** Tareas **
1. En el fragmento sobre el transporte en Tucumán, ¿cuántos pasajes se vendían en 2014?
2. Retoma el fragmento sobre el transporte en Tucumán a partir de su última oración.

** Fragmento seleccionado **
• • • • • • •

El propietario de una de las líneas que circula por la capital tucumana advierte que el sector atraviesa un desmoronamiento sin retorno. La comparación entre octubre de 2024 y junio de 2025 lo deja en evidencia: la venta de boletos a tarifa plena cayó de 175.190 a 102.588 pasajes, una reducción del 41,4% en apenas ocho meses. El dato resulta aún más alarmante porque se trata de boletos sin subsidios ni gratuidades, es decir, los que mejor reflejan la verdadera disposición de los usuarios a pagar por el servicio. La diferencia entre ambos períodos confirma que el sistema no solo pierde pasajeros en general, sino que retrocede con fuerza en el segmento más “genuino” de su recaudación. Y si se amplía la mirada hacia atrás, hasta 2014, la caída es todavía más brutal: entonces se vendían 540.000 pasajes con la misma cantidad de unidades en la calle.
Lo que exige Uber, lo que pasa en la calle
Los números exponen la gravedad del asunto y la tensión es tal que un nuevo paro en el servicio de colectivos parece inminente. Los empresarios advierten que, si el sistema de transporte público termina por desaparecer, no solo se profundizaría el caos de movilidad en la provincia, sino que también se derrumbaría la aparente accesibilidad de las aplicaciones. Una ciudad sin colectivos, sostienen, colapsaría bajo la lógica de la oferta y la demanda: los precios de los viajes en Uber, Didi o Cabify se dispararían de manera inevitable y dejarían de ser la alternativa económica que hoy seduce a tantos usuarios.
Para manejar en Uber Moto se exige ser mayor de 18 años, tener licencia vigente para motocicleta, no registrar antecedentes penales y presentar la documentación del rodado. La aplicación solicita además una foto de perfil y que el vehículo sea de modelo 1998 o posterior. También se requiere que cuente con seguro y, en caso de trasladar pasajeros, con un seguro de responsabilidad civil. Sin embargo, la obligatoriedad de llevar un casco adicional rara vez se cumple, y en las calles circulan unidades de baja cilindrada o con demasiados años de uso, lo que representa un riesgo extra.

• • • • • • •

** Registros proporcionados **

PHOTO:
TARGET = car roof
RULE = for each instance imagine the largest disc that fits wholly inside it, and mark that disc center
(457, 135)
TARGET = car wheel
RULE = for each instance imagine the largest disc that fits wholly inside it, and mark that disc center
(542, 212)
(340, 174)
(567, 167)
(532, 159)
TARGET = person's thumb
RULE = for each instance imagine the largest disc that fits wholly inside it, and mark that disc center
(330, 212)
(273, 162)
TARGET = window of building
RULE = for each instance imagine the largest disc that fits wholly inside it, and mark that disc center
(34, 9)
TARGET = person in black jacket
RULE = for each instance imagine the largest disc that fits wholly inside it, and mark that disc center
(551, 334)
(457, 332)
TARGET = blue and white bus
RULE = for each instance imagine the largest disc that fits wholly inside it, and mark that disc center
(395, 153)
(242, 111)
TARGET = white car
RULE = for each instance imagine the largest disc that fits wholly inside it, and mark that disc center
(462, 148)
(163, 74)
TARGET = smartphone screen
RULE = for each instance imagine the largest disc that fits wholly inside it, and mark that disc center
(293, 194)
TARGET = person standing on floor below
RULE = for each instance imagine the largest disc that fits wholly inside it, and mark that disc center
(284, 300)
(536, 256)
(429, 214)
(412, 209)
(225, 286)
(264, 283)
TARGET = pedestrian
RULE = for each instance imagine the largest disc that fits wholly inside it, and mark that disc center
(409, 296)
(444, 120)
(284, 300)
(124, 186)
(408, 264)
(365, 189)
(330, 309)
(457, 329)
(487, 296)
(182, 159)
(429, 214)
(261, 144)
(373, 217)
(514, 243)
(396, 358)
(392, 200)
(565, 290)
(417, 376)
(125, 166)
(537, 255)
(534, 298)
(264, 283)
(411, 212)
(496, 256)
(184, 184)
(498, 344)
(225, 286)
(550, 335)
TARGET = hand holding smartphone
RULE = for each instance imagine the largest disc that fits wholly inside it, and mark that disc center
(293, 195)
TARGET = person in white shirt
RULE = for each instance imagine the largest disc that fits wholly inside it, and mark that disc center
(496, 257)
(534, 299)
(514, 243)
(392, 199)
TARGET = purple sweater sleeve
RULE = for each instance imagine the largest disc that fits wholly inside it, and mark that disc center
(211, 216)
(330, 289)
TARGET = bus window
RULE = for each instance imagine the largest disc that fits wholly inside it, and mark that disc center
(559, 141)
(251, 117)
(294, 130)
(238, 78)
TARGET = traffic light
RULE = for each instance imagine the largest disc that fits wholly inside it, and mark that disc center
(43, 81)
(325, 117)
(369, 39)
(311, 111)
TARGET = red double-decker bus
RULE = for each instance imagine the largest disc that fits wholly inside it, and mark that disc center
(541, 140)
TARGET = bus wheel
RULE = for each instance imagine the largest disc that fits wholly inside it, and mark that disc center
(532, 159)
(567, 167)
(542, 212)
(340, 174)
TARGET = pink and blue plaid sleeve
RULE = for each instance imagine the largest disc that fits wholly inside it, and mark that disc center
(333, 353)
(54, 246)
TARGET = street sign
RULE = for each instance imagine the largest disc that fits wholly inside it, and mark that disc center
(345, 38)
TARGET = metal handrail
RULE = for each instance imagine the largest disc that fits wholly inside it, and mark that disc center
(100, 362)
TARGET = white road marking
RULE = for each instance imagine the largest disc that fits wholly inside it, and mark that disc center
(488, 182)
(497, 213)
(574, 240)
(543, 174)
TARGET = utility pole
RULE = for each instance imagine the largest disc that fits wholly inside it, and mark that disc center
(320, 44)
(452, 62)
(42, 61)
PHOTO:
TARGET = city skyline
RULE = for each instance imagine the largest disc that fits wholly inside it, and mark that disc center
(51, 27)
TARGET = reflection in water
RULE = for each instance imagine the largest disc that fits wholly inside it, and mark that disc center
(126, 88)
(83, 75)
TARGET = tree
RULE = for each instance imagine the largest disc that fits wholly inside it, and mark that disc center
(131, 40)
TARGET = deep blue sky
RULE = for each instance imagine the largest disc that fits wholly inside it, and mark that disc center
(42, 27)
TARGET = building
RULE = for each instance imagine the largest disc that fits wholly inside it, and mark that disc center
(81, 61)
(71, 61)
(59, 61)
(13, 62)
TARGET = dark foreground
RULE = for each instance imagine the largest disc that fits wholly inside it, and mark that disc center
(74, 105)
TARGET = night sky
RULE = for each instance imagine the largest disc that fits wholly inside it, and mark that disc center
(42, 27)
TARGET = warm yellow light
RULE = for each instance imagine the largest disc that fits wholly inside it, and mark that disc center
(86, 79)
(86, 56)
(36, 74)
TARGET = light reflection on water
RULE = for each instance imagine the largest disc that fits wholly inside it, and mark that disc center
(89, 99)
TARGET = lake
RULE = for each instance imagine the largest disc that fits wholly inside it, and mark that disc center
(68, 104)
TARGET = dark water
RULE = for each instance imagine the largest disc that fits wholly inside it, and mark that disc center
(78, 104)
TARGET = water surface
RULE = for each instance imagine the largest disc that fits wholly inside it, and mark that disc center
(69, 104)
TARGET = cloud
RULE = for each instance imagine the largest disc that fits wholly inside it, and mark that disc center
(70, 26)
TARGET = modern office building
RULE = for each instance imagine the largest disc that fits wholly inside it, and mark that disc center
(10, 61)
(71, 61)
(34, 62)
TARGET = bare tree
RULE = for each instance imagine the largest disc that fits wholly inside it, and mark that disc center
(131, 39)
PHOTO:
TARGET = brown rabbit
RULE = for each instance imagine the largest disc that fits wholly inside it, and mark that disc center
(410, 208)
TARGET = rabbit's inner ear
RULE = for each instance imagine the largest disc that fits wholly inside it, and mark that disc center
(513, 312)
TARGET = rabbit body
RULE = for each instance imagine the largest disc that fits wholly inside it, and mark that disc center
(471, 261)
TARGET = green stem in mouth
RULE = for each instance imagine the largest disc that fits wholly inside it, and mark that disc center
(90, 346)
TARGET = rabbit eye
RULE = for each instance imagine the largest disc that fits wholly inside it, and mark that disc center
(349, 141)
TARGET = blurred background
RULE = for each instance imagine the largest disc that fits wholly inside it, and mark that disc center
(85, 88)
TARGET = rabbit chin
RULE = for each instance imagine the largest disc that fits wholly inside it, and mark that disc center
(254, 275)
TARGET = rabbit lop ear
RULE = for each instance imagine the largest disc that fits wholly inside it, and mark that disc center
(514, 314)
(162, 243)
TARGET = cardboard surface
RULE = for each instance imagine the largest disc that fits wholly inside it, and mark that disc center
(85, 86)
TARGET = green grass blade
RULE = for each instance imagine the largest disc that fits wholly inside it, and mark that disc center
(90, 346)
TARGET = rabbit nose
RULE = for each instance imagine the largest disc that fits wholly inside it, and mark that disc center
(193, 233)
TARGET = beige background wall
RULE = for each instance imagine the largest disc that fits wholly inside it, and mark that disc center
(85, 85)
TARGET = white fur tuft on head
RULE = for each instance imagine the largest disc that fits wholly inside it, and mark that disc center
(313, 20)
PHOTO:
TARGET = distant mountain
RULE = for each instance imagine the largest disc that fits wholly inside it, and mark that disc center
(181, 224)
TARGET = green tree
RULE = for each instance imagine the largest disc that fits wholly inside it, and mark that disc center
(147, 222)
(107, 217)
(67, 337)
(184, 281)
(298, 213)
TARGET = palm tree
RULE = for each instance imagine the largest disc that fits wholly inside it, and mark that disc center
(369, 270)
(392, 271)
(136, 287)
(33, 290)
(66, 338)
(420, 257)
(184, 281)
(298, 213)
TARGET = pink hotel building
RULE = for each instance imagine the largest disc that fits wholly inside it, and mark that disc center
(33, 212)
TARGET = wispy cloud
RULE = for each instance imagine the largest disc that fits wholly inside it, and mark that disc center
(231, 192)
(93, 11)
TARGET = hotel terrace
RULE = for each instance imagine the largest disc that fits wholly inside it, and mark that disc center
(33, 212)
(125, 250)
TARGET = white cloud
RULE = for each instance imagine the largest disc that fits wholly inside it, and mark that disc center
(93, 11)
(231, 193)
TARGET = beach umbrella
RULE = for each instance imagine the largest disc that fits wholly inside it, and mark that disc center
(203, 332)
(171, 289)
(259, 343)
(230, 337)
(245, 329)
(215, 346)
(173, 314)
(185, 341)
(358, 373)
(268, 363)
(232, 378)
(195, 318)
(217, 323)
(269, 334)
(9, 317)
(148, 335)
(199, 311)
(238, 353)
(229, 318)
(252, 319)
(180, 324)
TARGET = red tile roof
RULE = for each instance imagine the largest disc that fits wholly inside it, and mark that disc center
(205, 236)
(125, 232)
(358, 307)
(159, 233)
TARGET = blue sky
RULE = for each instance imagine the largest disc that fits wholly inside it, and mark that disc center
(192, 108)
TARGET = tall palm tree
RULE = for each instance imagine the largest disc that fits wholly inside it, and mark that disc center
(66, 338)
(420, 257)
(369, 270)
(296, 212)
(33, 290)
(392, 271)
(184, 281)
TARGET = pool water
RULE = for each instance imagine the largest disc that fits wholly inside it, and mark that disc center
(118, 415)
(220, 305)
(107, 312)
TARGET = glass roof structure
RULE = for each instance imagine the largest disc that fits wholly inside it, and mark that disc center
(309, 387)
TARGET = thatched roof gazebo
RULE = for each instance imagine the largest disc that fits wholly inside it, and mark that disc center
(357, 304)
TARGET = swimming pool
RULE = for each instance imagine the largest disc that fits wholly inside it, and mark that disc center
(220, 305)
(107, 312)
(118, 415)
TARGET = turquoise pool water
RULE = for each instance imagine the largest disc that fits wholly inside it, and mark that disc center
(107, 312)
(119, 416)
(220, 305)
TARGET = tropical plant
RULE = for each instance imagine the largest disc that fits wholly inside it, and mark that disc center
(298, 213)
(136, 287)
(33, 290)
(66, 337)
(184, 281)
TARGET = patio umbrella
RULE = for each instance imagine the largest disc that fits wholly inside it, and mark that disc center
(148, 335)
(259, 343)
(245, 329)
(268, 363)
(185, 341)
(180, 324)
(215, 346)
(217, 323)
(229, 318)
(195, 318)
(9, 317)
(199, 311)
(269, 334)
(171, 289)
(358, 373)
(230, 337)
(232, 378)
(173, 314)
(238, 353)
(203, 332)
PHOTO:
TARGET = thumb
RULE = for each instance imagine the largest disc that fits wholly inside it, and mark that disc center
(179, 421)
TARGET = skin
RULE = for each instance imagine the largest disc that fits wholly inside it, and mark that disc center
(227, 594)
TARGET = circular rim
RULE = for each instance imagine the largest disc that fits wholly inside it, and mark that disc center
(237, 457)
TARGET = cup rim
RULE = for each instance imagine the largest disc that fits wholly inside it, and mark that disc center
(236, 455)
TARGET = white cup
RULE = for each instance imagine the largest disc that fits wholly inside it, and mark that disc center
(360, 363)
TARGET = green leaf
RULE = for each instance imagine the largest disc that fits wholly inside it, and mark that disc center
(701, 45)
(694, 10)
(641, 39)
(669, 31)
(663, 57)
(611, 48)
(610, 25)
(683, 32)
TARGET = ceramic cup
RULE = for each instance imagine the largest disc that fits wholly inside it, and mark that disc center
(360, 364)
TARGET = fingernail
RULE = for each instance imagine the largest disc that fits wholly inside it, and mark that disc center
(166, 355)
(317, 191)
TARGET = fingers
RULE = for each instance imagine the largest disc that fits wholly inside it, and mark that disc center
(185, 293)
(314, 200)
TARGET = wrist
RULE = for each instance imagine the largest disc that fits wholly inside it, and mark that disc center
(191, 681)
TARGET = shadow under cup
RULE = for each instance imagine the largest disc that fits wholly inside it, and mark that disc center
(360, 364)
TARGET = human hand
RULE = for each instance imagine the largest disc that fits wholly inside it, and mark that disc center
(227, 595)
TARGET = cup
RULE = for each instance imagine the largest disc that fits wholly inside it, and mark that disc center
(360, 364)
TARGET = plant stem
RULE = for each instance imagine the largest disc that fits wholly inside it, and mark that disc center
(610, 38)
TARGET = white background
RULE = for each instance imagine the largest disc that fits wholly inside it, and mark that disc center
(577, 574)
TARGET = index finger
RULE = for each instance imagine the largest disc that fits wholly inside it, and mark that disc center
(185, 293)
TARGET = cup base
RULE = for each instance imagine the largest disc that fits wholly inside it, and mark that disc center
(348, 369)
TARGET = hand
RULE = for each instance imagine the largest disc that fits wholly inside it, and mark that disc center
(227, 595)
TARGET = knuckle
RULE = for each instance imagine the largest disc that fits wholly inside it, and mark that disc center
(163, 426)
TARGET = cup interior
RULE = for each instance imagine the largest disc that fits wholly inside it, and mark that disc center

• • • • • • •

** Tus respuestas **
1. 540.000 pasajes.

2.
Los propios conductores de este sistema reconocen que no todo es blanco o negro. Entre los aspectos positivos, destacan que en la actualidad son cerca de 5.000 motos las que trabajan con la aplicación, muchas adquiridas por personas que no encontraban otra salida laboral en un mercado cada vez más asfixiado. Esta herramienta, dicen, les permitió generar ingresos rápidos y convertirse en una alternativa frente a la falta de empleo. Pero también admiten los puntos débiles. Señalan que en la capital casi no hay controles visibles y que en Yerba Buena la situación es similar. Plantean que quieren una regulación, pero que sirva “a todos y no solo a la política”. Reconocen además que algunos colegas no cumplen con el servicio, abandonan pasajeros a mitad de camino o circulan sin la documentación en regla, lo que alimenta la persecución y la desconfianza social. Incluso mencionan episodios de robo en Uber Flash (una opción dentro de la app para trasladar paquetes o compras), que con apenas un puñado de infractores alcanza para ensuciar la imagen de un colectivo que, en su mayoría, solo busca trabajar.
La crisis del sistema formal empuja a la gente hacia la aplicación, y la expansión de la aplicación profundiza la crisis del sistema formal. Un círculo vicioso que se acelera sin que aparezcan políticas capaces de ordenar la hecatombe. Los usuarios, mientras tanto, solo buscan moverse de la manera más rápida y accesible posible.